+++ EXERCISE DATA
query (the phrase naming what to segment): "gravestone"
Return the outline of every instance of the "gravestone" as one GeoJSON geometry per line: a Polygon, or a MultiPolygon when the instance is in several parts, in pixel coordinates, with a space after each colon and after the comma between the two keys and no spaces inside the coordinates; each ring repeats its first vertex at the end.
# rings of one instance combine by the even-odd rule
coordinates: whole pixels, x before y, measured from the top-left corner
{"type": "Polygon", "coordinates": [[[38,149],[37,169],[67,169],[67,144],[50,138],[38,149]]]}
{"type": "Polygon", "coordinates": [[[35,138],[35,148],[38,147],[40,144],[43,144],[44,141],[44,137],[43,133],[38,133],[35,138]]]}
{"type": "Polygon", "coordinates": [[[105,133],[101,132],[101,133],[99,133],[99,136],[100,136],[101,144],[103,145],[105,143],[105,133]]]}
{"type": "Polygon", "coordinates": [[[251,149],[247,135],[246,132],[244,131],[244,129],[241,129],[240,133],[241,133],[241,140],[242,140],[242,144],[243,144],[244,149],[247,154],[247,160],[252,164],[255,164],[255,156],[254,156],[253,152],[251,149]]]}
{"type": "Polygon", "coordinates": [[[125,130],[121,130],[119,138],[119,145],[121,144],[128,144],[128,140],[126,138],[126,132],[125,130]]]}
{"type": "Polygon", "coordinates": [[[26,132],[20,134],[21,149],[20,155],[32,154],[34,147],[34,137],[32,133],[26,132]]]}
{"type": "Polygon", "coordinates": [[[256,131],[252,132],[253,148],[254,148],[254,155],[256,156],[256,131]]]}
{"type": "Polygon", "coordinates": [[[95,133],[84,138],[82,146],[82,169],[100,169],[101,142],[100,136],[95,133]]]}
++++++
SHORT TASK ▸
Reproduce all of the lines above verbatim, without changing any character.

FINAL RESULT ▸
query (the phrase naming what to segment): "gravestone"
Return the outline of every instance of the "gravestone" as one GeoJSON geometry per line: a Polygon, or a MultiPolygon when the instance is in several parts, in pixel coordinates, with a space after each colon and after the comma between the two keys and no spaces inside the coordinates; each ring repeats its first vertex at the end.
# rings of one instance combine by the even-odd rule
coordinates: whole pixels, x before y, measured from the top-left corner
{"type": "Polygon", "coordinates": [[[38,149],[37,169],[67,169],[67,144],[50,138],[38,149]]]}
{"type": "Polygon", "coordinates": [[[35,138],[35,148],[38,147],[40,144],[43,144],[44,141],[44,137],[43,133],[38,133],[35,138]]]}
{"type": "Polygon", "coordinates": [[[105,133],[101,132],[101,133],[99,133],[99,136],[100,136],[101,144],[103,145],[105,143],[105,133]]]}
{"type": "Polygon", "coordinates": [[[251,149],[247,135],[246,132],[244,131],[244,129],[241,129],[240,133],[241,133],[241,140],[242,140],[242,144],[243,144],[244,149],[247,154],[247,160],[252,164],[255,164],[255,156],[254,156],[253,152],[251,149]]]}
{"type": "Polygon", "coordinates": [[[125,130],[121,130],[119,138],[119,145],[121,144],[128,144],[128,140],[126,138],[126,132],[125,130]]]}
{"type": "Polygon", "coordinates": [[[26,132],[20,134],[21,149],[20,155],[32,154],[34,147],[34,137],[32,133],[26,132]]]}
{"type": "Polygon", "coordinates": [[[256,131],[252,132],[253,148],[254,148],[254,155],[256,156],[256,131]]]}
{"type": "Polygon", "coordinates": [[[95,133],[84,138],[82,146],[82,169],[100,169],[101,142],[100,136],[95,133]]]}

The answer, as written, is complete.